++++ PAGE EXCERPT

Morgan, J.
Pinch’s Deli Market, Inc., sold beer to Russell Bowser, a minor,1 without asking for proof of age. Bowser furnished part of the beer to Lori Lynne Schooley, another minor. Schooley drank too much and was injured. The question on appeal is whether Pinch’s can be held liable to Schooley. Our answer is yes.
On August 25, 1989, Bowser’s parents were away, and he had access to their house and swimming pool. He was then 19.
That evening, Bowser and five other teenagers met at the house for a party. Schooley, then 18, was one of the five. She knew the house had a swimming pool, so she wore a swimsuit under her regular clothes.
[865]*865All present wanted beer. Thus, they drove to Pinch’s Deli, where Bowser had purchased beer at least a dozen times before. Bowser said later that Pinch’s "had a cheap price on the kind of beer we liked and they didn’t check for identification.”2
Bowser and two others went into the store. Schooley and the remaining two waited in the car. Using money contributed by all or most of the six, Bowser purchased 96 12-ounce containers of beer, packed in four full cases. As anticipated, the store clerk did not ask for proof of age.
All six then went back to the house where, according to Schooley, "everybody cracked open a beer.”3 She "drank a few beers, I would say two to three beers.”4 Then, for the next hour or two, she joined in a drinking game called "quarters.” As the game progressed, "we were pounding them, you know.”5
After awhile, Bowser and one of the others grabbed Schooley and carried her toward the swimming pool. Perceiving they were going to throw her in, she asked if she could strip down to her swimsuit. They stopped at the edge of the pool and allowed her to do that. Then, before they could throw her in, she dove headfirst into the water. Sadly, she was at the shallow end of the pool, and the water was only two feet deep. She injured her spinal cord and is now a quadriplegic.

++++++++
++++ DATASET EXCERPTS

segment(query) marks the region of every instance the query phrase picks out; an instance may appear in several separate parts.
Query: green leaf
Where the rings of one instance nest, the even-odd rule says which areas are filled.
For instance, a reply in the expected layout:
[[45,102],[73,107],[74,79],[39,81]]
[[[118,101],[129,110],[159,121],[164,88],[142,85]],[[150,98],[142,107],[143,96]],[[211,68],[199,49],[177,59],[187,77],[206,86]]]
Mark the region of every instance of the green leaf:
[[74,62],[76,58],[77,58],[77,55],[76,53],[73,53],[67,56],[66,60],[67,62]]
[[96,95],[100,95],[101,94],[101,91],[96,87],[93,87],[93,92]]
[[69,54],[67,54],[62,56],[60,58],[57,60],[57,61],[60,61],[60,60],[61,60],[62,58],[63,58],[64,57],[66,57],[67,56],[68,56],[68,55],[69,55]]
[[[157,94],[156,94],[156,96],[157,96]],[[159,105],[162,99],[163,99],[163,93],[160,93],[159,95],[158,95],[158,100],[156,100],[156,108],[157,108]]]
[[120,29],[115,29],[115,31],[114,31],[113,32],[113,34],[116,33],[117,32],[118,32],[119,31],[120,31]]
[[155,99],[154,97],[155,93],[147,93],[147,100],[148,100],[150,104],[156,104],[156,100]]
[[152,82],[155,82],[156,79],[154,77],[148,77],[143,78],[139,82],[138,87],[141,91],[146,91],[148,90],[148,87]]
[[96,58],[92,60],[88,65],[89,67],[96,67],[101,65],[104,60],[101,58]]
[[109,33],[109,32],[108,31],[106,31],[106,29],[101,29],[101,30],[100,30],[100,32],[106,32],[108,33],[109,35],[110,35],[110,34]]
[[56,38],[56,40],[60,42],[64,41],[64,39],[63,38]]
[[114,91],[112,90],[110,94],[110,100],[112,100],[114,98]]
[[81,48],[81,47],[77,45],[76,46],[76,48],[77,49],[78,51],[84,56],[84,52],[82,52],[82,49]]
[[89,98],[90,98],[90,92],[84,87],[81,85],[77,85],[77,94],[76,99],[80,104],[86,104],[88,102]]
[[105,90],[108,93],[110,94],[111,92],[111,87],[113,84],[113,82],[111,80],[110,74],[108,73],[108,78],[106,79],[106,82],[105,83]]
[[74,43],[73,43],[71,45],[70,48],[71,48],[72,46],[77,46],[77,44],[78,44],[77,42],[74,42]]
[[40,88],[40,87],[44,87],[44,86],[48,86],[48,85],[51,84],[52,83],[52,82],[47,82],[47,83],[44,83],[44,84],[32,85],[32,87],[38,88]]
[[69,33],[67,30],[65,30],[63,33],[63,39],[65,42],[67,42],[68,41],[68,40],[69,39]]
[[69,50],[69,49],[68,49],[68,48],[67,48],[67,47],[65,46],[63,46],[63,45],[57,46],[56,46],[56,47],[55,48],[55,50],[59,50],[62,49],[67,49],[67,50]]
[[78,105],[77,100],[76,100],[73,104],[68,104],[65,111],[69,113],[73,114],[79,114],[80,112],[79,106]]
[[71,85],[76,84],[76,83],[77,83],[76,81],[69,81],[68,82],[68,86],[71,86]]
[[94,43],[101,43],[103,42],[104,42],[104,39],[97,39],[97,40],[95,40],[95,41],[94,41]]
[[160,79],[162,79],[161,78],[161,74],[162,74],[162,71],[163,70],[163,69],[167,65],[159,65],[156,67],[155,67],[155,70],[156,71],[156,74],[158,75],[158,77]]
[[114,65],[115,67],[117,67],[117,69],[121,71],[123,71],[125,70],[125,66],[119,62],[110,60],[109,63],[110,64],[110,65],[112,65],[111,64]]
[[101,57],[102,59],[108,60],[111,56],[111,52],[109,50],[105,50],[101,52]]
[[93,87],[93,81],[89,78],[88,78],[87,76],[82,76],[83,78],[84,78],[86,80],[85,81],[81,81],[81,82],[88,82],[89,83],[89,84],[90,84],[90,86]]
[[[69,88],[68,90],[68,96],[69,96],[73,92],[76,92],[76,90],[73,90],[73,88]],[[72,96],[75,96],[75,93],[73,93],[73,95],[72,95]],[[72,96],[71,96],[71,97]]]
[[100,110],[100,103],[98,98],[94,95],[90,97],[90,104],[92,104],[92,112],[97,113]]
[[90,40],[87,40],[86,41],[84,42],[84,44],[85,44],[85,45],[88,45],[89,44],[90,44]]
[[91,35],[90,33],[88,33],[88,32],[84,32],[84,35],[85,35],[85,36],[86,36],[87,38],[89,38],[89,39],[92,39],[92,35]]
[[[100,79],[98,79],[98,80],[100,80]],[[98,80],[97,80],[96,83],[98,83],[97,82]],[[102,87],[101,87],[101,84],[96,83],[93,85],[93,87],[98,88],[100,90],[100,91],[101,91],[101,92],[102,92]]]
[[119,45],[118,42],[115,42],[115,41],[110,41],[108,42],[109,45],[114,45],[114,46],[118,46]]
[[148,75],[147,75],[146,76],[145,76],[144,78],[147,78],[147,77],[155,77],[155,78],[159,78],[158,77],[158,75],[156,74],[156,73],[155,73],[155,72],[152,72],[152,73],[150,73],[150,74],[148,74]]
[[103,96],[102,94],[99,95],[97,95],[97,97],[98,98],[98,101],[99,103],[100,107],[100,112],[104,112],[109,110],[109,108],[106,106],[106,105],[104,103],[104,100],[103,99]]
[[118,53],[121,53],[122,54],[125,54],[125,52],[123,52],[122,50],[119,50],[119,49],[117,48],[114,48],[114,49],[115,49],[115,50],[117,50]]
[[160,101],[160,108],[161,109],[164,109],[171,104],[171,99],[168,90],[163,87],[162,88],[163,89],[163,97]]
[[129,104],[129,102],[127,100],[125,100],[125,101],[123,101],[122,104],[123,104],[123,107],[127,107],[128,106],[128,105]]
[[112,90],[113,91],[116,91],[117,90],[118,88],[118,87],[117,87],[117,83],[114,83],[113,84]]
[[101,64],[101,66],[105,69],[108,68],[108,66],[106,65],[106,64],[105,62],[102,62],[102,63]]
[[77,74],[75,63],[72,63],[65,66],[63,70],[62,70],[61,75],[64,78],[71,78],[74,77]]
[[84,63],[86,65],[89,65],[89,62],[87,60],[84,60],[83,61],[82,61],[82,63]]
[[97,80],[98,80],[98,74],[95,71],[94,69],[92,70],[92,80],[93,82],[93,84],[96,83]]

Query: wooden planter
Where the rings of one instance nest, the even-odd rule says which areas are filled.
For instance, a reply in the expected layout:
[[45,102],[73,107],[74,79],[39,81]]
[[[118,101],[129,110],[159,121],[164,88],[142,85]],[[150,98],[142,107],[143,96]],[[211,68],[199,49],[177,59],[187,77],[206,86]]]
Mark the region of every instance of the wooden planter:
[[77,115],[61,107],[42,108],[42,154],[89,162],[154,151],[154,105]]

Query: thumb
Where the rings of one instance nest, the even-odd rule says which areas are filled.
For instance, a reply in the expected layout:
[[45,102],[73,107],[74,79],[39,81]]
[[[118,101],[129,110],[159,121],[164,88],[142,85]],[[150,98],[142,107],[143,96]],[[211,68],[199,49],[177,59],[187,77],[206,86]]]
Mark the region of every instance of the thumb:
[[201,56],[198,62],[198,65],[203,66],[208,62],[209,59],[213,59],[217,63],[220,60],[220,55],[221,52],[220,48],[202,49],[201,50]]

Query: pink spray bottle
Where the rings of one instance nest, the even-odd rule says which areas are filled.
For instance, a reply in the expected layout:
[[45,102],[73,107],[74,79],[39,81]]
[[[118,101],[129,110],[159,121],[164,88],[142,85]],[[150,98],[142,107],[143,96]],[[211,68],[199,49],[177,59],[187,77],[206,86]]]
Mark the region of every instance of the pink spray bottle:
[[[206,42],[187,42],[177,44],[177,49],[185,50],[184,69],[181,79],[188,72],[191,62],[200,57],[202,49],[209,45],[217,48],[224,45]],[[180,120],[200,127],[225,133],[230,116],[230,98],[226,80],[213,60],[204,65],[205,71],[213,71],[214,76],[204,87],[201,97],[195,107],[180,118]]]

++++++++

> **AIM 1**: From the court opinion on the sale of beer by Pinch's Deli, echo the passage from "That evening, Bowser" to "ask for proof of age." word for word.
> **AIM 2**: In the court opinion on Pinch's Deli, list every phrase set in quotation marks in the paragraph that begins "All six then went back to the house".
> **AIM 3**: Summarize the court opinion on Pinch's Deli in two sentences.

> **RIGHT ANSWER 1**:
That evening, Bowser and five other teenagers met at the house for a party. Schooley, then 18, was one of the five. She knew the house had a swimming pool, so she wore a swimsuit under her regular clothes.
[865]*865All present wanted beer. Thus, they drove to Pinch’s Deli, where Bowser had purchased beer at least a dozen times before. Bowser said later that Pinch’s "had a cheap price on the kind of beer we liked and they didn’t check for identification.”2
Bowser and two others went into the store. Schooley and the remaining two waited in the car. Using money contributed by all or most of the six, Bowser purchased 96 12-ounce containers of beer, packed in four full cases. As anticipated, the store clerk did not ask for proof of age.

> **RIGHT ANSWER 2**:
- everybody cracked open a beer.
- drank a few beers, I would say two to three beers.
- quarters.
- we were pounding them, you know.

> **RIGHT ANSWER 3**: Pinch's Deli Market sold four cases of beer to 19-year-old Russell Bowser without asking for proof of age, and he shared it with 18-year-old Lori Lynne Schooley at a party at his parents' house, where she drank heavily and then dove headfirst into two feet of water at the shallow end of the pool, leaving her a quadriplegic. The question on appeal is whether Pinch's can be held liable to Schooley, and the court's answer is yes.